SOAL:
Salin ulang tanpa perubahan bagian artikel tentang dana rekonstruksi Irak di bawah ini, yaitu bagian yang dibuka dengan kata-kata yang memuat "Pejabat Amerika Serikat" dan ditutup dengan "menguapnya dana itu.".

Baca berita dengan sedikit iklan, klik di sini

Internasional

Setelah Perang Usai

Pejabat Amerika Serikat diduga menilap dana rekonstruksi Irak. Contoh buruk bagi pemerintah baru Irak.

16 Mei 2005 | 00.00 WIB

Image of Tempo
Perbesar

Baca berita dengan sedikit iklan, klik di sini

Setelah perang usai, Irak belum juga menemukan damai. Program rekonstruksi Irak kemudian melahirkan sejumlah persoalan baru bagi kocek Amerika. Salah satu masalah itu adalah problem klasik: sebagian dana program rekonstruksi Irak yang dicairkan pasca-invasi AS menguap tak tentu arah. Apalagi jumlahnya mencapai jutaan dolar. Tak urung, Kongres Amerika Serikat pun mencak-mencak gara-gara menguapnya dana itu.

Penyelewengan dana itu dapat diendus oleh Inspektorat Jenderal Khusus untuk Rekonstruksi Irak (SIGIR) dua pekan lalu. Dalam laporan setebal 36 halaman itu terungkap bahwa dari total US$ 119,9 juta (sekitar Rp 1 triliun) dana rekonstruksi, US$ 7,2 juta raib tak berbekas sementara US$ 89,4 juta lainnya tak bisa dipertanggungjawabkan karena tak ada bukti pengeluarannya. "Kami tidak tahu ke mana larinya uang itu," kata James Mitchell, Asisten Inspektur Jenderal SIGIR.

Inilah salah satu ironi bagi AS yang selama ini merasa menjadi "pembebas" Irak. Berbekal semua kedigdayaan teknologi mesin perang hingga puluhan ribu personel tempur yang diturunkannya, AS memang berhasil menduduki Irak. Namun, ketika Presiden George W. Bush menyatakan perang usai, pemerintah pendudukan AS di bawah pimpinan Paul Bremer ternyata kedodoran ketika harus menyelesaikan hal-hal yang tampak begitu remeh-temeh: keuangan.

BARIS DATA:
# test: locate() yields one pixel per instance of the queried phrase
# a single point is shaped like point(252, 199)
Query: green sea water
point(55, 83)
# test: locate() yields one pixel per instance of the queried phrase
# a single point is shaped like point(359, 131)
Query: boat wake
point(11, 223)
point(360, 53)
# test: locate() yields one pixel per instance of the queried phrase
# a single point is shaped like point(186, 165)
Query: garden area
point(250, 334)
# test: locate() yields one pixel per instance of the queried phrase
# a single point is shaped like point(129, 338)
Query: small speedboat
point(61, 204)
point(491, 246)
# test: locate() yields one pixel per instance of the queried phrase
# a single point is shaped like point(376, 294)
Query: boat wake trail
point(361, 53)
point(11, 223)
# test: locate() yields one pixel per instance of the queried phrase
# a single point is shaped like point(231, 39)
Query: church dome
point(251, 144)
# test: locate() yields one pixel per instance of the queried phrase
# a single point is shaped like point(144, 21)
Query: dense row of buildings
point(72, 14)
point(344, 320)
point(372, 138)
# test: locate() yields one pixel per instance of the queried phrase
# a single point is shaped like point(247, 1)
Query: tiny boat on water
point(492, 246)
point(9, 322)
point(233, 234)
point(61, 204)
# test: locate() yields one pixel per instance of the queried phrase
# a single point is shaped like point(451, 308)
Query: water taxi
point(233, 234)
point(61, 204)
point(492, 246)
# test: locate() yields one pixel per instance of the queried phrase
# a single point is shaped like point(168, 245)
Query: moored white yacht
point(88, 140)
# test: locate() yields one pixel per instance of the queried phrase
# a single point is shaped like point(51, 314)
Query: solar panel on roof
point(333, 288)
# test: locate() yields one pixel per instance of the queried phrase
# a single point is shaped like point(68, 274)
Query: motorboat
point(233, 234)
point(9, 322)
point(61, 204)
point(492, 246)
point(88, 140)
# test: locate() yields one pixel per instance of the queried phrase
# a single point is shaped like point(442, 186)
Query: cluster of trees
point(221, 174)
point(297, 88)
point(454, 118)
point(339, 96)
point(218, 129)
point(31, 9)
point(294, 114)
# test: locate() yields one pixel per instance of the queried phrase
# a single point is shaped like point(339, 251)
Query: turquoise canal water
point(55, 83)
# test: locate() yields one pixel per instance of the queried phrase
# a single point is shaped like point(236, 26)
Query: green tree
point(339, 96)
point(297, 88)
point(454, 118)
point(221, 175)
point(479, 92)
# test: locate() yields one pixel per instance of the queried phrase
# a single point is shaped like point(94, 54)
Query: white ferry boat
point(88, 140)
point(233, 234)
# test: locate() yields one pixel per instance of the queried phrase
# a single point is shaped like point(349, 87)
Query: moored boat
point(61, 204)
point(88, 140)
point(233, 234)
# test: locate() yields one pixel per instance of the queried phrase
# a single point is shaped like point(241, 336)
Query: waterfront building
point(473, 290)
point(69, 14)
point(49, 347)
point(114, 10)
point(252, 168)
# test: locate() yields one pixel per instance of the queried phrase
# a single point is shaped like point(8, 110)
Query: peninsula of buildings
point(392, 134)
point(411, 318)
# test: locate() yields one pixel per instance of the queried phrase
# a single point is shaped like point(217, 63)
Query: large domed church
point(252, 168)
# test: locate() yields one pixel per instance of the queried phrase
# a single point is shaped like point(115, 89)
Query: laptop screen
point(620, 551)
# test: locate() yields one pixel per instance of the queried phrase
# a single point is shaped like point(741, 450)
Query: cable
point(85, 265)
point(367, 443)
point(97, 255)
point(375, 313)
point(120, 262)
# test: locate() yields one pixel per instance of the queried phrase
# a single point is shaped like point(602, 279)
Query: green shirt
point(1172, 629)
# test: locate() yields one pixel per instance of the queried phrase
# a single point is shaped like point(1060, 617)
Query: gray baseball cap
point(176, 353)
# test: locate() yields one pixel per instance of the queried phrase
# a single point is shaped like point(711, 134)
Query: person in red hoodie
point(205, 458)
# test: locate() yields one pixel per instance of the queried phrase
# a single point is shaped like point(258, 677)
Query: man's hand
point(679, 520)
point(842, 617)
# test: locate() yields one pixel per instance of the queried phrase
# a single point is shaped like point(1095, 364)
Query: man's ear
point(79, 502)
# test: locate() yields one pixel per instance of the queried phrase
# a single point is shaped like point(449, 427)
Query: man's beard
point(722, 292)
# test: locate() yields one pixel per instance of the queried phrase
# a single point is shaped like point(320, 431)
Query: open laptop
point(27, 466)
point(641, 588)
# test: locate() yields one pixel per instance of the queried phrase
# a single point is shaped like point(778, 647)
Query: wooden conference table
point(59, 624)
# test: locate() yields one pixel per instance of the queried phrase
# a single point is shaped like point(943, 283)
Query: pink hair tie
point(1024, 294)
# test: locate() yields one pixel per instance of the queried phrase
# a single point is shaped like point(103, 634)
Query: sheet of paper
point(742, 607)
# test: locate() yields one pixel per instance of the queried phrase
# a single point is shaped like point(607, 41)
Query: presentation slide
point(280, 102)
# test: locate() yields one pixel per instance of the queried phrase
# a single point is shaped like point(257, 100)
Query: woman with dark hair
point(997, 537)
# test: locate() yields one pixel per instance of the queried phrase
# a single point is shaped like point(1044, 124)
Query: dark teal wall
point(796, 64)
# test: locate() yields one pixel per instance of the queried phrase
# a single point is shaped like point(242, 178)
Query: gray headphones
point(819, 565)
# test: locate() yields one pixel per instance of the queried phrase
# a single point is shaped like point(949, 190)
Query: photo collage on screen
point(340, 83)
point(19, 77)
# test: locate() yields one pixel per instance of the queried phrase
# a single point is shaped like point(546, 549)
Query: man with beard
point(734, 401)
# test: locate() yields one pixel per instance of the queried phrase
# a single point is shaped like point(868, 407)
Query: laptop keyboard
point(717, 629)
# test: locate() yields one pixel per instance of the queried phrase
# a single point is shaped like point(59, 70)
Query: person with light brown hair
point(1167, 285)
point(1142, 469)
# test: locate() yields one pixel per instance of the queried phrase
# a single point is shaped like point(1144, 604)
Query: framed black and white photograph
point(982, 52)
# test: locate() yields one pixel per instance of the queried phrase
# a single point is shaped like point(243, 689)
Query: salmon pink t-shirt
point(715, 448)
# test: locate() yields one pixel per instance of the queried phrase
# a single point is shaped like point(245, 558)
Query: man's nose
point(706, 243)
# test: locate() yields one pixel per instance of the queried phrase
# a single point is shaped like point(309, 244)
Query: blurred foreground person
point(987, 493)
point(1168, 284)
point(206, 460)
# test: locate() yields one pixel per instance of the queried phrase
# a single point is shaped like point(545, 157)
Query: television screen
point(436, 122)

KELUARAN LENGKAP:
Pejabat Amerika Serikat diduga menilap dana rekonstruksi Irak. Contoh buruk bagi pemerintah baru Irak.

16 Mei 2005 | 00.00 WIB

Image of Tempo
Perbesar

Baca berita dengan sedikit iklan, klik di sini

Setelah perang usai, Irak belum juga menemukan damai. Program rekonstruksi Irak kemudian melahirkan sejumlah persoalan baru bagi kocek Amerika. Salah satu masalah itu adalah problem klasik: sebagian dana program rekonstruksi Irak yang dicairkan pasca-invasi AS menguap tak tentu arah. Apalagi jumlahnya mencapai jutaan dolar. Tak urung, Kongres Amerika Serikat pun mencak-mencak gara-gara menguapnya dana itu.